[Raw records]
Start

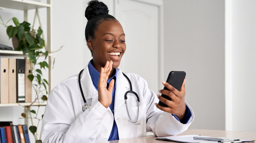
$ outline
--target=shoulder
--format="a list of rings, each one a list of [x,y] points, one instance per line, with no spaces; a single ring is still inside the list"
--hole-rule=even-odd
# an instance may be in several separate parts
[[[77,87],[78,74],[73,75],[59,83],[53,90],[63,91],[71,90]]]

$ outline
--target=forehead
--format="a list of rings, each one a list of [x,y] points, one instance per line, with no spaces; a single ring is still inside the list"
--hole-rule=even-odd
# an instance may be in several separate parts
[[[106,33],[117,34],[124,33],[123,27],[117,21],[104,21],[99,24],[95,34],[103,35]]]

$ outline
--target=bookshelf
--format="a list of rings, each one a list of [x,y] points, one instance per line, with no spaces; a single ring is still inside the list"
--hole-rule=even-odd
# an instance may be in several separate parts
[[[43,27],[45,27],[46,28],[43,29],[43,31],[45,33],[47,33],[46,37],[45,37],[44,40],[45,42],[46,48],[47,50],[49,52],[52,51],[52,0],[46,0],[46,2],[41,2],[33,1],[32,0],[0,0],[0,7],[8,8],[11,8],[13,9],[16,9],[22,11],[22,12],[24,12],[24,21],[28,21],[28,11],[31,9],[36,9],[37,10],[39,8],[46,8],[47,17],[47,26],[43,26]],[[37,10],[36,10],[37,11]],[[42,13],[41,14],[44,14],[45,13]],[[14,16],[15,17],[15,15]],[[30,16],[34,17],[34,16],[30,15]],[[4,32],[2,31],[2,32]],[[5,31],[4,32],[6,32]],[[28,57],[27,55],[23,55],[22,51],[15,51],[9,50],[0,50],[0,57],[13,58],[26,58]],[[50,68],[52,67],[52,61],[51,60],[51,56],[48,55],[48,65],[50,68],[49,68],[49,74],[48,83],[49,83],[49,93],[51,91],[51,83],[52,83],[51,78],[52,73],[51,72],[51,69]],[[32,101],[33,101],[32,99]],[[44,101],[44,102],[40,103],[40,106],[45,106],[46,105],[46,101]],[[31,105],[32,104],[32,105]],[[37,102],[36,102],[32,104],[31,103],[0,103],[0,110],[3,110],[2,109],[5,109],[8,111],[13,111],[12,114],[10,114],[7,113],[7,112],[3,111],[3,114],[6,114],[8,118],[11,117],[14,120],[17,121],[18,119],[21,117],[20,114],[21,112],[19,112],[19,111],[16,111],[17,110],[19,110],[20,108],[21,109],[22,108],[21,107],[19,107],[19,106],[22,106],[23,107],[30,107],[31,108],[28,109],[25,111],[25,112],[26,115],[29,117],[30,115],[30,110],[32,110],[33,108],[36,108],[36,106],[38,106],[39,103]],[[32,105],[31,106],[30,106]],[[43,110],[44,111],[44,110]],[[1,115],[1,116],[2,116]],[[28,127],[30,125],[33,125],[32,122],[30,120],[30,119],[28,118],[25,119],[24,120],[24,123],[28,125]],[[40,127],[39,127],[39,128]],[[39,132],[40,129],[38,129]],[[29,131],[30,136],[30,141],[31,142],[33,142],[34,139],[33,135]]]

End
Start

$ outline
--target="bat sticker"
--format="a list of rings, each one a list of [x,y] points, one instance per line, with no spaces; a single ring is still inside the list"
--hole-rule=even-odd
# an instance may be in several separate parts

End

Task prompt:
Tally the lines in the records above that contain the string "target", matching case exactly, and reply with only the number.

Correct answer:
4